> _Verilen alıntı_
------------------------------

Sayın Cumhurbaşkanının, “DEM Parti’ye yeni avantajlar sağlayacak bu süreç” sözüyle başlayalım. DEM Parti, çatışmasızlığı kalıcı hale getirmenin, silahların devreden çıkmasının, bir daha hiçbir şekilde silahların devreye girmemesinin ne kadar kıymetli olduğunu Türkiye’ye yıllardır anlatmaya çalışıyor. Yani Türkiye’nin demokratik bir çözüme ve barışa ihtiyacı olduğunu anlatmak istiyor. Sırf demokratik siyaset alanı genişlesin diye binlerce üyesi hapiste, sürgünde ya da toprağın altında olan bir siyasi partiden bahsediyoruz. Bu bizim tespitimiz, fakat bu süreç yalnızca DEM Partiye değil herkese avantajlar sağlamalı. Bugüne kadar, “Silahlar konuşuyor o yüzden konuşamıyoruz, o yüzden sizin yanınızda duramıyoruz, o yüzden sizinle birleşik bir mücadele yürütemiyoruz, PKK’nin uzantısı gibi lanse ediliyorsunuz” diyenlere de sesleniyoruz. Buyurun, bugün silahların konuşmadığı, demokratik siyaset alanının genişleyeceği bir Türkiye için birlikte mücadele edelim, yan yana gelelim. Omuz omuza demokratik bir Türkiye için, demokratik bir cumhuriyet için dün olduğu gibi bugün de mücadele etmeye varız. Buyurun buradayız. Hep buradaydık. Bu alanı genişletmek istiyoruz. Sözünü ettiğimiz yeni dönem yol haritamız da tam olarak bu. Siyasi partilerle ve meslek odalarıyla yaptığımız görüşmelerde, toplumun farklı kesimlerini kimsenin kendisini dışarıda hissetmeyeceği bir şekilde bu sürecin içine dahil etme arzusunu ilettik. Bunlar yalnızca bilgilendirme görüşmeleri değil. DEM Parti bu sürecin kurucu öznesi olarak bir sorumluluk almaya talip ve bunu sözde bırakmıyor, eylemiyle de ortaya koyuyor. Herkes eylemiyle birlikte ortaya koymalı bunu.

------------------------------

> _Veri satırları_
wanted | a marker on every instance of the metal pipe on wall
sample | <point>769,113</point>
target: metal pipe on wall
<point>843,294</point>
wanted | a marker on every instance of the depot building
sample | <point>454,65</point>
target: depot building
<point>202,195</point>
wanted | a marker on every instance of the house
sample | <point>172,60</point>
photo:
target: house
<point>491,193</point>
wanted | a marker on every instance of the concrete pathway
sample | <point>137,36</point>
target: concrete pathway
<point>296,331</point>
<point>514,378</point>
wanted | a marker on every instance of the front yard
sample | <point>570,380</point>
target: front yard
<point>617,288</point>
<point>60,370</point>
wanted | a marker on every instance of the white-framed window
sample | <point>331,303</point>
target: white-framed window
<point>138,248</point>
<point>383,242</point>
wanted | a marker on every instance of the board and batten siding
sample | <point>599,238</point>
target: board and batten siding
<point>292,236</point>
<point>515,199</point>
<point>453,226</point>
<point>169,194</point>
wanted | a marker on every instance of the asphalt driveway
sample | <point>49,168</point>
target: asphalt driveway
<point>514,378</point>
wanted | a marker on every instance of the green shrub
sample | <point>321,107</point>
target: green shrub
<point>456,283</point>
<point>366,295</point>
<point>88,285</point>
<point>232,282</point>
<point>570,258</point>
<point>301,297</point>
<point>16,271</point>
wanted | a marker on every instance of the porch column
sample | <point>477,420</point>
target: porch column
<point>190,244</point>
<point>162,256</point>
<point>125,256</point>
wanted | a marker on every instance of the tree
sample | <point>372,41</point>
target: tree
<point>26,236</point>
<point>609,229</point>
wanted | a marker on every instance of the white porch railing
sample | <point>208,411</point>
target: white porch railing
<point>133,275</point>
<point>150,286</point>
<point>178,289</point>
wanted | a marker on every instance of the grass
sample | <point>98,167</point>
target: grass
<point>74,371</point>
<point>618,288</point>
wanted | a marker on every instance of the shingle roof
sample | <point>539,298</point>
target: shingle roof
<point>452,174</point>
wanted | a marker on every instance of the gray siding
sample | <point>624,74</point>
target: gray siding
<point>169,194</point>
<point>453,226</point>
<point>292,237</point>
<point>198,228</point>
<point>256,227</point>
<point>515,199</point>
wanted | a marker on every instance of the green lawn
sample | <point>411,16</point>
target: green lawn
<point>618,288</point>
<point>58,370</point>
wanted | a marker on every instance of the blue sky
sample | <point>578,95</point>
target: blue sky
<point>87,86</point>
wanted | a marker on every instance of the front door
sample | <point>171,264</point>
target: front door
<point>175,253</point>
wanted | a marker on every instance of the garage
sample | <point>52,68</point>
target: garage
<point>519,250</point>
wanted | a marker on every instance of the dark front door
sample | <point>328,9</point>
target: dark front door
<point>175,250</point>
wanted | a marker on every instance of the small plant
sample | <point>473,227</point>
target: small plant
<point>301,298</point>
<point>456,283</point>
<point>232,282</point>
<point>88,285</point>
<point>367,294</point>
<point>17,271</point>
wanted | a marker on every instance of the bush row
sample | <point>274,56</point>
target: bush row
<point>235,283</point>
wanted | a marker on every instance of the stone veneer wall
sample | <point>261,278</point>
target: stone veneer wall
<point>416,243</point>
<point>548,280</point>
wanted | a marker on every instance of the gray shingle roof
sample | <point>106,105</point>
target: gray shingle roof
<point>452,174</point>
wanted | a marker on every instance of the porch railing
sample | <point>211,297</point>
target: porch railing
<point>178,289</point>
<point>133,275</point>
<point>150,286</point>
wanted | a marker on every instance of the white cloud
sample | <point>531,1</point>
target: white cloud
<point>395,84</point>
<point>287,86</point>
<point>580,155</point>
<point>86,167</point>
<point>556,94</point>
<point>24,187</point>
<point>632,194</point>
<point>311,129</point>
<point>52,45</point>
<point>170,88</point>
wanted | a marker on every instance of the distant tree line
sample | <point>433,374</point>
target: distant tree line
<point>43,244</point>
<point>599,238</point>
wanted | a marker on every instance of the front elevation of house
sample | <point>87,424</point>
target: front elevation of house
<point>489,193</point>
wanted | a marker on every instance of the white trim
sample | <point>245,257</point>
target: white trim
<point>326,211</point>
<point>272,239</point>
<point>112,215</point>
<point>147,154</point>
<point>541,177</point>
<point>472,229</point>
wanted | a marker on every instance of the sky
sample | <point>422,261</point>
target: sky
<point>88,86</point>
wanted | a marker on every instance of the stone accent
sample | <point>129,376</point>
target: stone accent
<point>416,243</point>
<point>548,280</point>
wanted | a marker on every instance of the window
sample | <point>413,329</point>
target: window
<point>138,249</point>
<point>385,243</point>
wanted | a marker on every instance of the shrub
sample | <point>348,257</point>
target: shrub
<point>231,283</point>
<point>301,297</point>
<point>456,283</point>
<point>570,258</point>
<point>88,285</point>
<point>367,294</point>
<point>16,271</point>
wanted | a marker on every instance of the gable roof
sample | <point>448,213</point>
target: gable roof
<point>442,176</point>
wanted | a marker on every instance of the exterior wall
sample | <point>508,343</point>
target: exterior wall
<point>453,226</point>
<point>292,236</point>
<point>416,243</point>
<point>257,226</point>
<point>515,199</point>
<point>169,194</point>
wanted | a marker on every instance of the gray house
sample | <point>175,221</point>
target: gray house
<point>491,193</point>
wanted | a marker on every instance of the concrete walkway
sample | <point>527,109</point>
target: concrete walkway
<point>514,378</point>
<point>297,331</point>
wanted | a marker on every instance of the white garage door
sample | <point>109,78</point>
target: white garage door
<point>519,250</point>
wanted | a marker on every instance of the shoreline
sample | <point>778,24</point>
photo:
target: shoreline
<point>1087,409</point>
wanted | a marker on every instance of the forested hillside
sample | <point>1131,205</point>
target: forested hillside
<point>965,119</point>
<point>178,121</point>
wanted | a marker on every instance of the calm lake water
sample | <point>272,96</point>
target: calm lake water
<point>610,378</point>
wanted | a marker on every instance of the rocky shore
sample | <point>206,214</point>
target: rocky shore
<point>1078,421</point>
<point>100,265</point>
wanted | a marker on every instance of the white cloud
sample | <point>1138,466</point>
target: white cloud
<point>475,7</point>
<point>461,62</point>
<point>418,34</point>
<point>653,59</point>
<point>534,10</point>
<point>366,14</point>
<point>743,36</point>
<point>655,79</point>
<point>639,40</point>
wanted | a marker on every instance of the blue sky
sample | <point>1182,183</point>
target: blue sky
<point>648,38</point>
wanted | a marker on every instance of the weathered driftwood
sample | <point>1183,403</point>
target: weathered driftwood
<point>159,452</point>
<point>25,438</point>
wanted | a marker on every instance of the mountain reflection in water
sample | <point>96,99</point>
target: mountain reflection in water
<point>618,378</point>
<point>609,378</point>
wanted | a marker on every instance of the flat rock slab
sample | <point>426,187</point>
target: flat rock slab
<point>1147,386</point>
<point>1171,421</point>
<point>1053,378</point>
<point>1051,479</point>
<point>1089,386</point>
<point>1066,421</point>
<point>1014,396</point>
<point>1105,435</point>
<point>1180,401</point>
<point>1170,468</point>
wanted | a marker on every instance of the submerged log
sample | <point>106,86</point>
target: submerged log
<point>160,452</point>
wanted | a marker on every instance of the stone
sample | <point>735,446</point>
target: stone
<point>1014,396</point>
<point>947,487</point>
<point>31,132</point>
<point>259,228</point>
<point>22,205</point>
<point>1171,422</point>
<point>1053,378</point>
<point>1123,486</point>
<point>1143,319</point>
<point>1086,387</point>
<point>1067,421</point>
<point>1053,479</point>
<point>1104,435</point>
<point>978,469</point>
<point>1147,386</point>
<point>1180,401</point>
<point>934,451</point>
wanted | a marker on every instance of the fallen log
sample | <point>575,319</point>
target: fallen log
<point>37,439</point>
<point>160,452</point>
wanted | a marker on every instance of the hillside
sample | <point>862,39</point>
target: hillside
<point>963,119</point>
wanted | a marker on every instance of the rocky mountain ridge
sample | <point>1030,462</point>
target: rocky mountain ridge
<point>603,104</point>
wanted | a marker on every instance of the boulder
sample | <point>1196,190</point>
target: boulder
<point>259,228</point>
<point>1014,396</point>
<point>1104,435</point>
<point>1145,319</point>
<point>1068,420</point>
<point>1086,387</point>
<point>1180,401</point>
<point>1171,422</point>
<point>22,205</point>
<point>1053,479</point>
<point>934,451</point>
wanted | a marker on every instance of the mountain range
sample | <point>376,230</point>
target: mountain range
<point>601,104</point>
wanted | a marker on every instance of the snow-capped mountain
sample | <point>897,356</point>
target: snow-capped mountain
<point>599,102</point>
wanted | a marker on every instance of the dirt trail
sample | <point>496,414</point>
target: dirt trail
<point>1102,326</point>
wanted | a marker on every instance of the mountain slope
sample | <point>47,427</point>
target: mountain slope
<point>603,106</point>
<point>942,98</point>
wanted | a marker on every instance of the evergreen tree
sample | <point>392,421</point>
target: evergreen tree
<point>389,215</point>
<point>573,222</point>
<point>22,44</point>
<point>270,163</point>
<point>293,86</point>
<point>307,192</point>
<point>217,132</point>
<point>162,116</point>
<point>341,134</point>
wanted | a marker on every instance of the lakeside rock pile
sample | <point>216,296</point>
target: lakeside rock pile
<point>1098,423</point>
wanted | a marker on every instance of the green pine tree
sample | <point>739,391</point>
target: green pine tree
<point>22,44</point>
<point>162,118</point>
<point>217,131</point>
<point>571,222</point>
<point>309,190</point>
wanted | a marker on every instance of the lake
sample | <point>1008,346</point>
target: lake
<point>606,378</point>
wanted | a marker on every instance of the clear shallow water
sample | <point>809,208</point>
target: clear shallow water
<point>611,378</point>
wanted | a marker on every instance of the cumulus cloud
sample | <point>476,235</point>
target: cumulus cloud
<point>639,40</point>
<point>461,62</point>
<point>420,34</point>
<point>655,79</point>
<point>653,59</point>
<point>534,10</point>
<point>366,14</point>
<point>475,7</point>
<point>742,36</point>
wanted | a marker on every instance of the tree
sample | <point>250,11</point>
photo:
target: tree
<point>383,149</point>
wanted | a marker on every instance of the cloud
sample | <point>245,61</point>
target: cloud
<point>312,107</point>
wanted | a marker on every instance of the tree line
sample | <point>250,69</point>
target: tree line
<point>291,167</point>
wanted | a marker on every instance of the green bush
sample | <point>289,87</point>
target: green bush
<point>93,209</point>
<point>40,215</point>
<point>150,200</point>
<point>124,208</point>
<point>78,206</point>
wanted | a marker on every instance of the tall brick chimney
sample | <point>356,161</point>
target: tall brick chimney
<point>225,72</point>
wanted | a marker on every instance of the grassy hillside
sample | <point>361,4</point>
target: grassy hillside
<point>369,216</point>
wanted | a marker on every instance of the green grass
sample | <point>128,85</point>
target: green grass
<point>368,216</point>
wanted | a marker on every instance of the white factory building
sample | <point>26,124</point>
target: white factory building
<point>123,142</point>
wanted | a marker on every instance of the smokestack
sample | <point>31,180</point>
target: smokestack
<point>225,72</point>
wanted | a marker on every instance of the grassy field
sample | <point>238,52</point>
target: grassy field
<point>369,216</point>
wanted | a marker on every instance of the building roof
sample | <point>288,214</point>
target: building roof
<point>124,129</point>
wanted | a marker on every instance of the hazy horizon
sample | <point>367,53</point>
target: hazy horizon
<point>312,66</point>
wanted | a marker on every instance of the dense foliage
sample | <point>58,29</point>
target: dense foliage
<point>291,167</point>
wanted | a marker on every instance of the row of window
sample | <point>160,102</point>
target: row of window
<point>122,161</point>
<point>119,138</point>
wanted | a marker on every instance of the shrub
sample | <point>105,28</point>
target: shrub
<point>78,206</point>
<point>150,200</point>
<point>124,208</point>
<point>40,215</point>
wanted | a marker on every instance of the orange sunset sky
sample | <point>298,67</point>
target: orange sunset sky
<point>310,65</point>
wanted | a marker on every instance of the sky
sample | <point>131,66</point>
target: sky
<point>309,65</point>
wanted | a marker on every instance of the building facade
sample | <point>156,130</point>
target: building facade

------------------------------

Verilen alıntıdaki bilgilere dayanarak şu soruları kısaca yanıtlayın:
(a) DEM Parti'nin binlerce üyesinin nerede olduğu belirtiliyor?
(b) Toplumun farklı kesimlerini sürece dahil etme arzusu hangi kesimlerle yapılan görüşmelerde iletildi?
(c) DEM Parti kendisini bu sürecin neyi olarak tanımlıyor?

(a) Hapiste, sürgünde ya da toprağın altında.
(b) Siyasi partilerle ve meslek odalarıyla.
(c) Sürecin kurucu öznesi olarak.